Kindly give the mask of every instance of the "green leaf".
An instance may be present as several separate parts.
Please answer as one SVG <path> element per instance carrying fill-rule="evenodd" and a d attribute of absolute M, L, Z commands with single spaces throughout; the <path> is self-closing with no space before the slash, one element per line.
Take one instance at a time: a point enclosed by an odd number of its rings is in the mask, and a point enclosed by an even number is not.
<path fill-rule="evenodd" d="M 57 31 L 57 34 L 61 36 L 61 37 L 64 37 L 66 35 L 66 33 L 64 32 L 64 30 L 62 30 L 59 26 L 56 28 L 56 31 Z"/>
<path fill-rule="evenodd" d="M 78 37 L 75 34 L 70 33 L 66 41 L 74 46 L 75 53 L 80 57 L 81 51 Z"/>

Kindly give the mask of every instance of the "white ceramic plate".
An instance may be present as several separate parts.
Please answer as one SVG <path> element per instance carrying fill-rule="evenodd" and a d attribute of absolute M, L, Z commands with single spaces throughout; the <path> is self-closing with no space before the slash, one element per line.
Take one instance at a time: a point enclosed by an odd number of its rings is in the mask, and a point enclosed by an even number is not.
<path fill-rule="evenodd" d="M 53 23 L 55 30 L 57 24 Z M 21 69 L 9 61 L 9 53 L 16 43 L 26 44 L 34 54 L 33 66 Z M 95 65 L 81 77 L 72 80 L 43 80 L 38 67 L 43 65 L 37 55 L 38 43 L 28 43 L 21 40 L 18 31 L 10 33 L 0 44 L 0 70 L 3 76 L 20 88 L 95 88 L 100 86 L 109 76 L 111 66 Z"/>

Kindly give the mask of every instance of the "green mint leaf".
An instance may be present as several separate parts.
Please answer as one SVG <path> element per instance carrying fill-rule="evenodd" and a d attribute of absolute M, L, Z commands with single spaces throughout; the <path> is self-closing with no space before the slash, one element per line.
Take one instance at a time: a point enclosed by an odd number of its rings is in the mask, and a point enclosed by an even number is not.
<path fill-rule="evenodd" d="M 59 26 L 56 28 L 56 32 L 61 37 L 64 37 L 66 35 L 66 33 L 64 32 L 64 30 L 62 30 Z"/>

● **Exercise brief**
Go through the records and print each one exactly.

● **Solved problem**
Kindly give the mask of every instance of the "green leaf".
An instance may be present as several separate parts.
Please answer as one SVG <path> element per instance carrying fill-rule="evenodd" and a d attribute of absolute M, L, Z commands with single spaces throughout; the <path> is self-closing with no space before the slash, one element per line.
Take one instance at a time: a point enclosed by an odd number of its rings is in the mask, and a point enclosed by an even number is not.
<path fill-rule="evenodd" d="M 57 31 L 57 34 L 61 36 L 61 37 L 64 37 L 66 35 L 66 33 L 64 32 L 64 30 L 62 30 L 59 26 L 56 28 L 56 31 Z"/>
<path fill-rule="evenodd" d="M 78 37 L 75 34 L 70 33 L 66 41 L 74 46 L 75 53 L 80 57 L 81 51 Z"/>

Kindly give the mask of every instance of the "white ceramic plate".
An instance may be present as several separate parts.
Please answer as one SVG <path> element per instance carrying fill-rule="evenodd" and a d attribute of absolute M, L, Z commands with single spaces throughout; the <path> is self-closing with no space before the slash, one element per line.
Take one instance at a time: a point enclosed by an odd number of its rings is in the mask, and a point enclosed by an even number is not.
<path fill-rule="evenodd" d="M 53 23 L 55 30 L 57 24 Z M 21 69 L 9 61 L 9 53 L 16 43 L 26 44 L 34 54 L 33 66 Z M 95 65 L 81 77 L 72 80 L 43 80 L 38 67 L 43 65 L 37 55 L 38 43 L 28 43 L 21 40 L 18 31 L 10 33 L 0 44 L 0 70 L 3 76 L 20 88 L 95 88 L 100 86 L 109 76 L 111 66 Z"/>

Kindly give the mask of every instance of the "green mint leaf".
An instance may be present as several separate parts.
Please answer as one SVG <path> element per instance carrying fill-rule="evenodd" and a d attribute of absolute M, L, Z commands with single spaces throughout; the <path> is self-closing with no space before the slash, one element per line.
Take one instance at a time: a point enclosed by an odd number of its rings is in the mask, and a point enclosed by an even number is not.
<path fill-rule="evenodd" d="M 59 26 L 56 28 L 56 32 L 61 37 L 64 37 L 66 35 L 66 33 L 64 32 L 64 30 L 62 30 Z"/>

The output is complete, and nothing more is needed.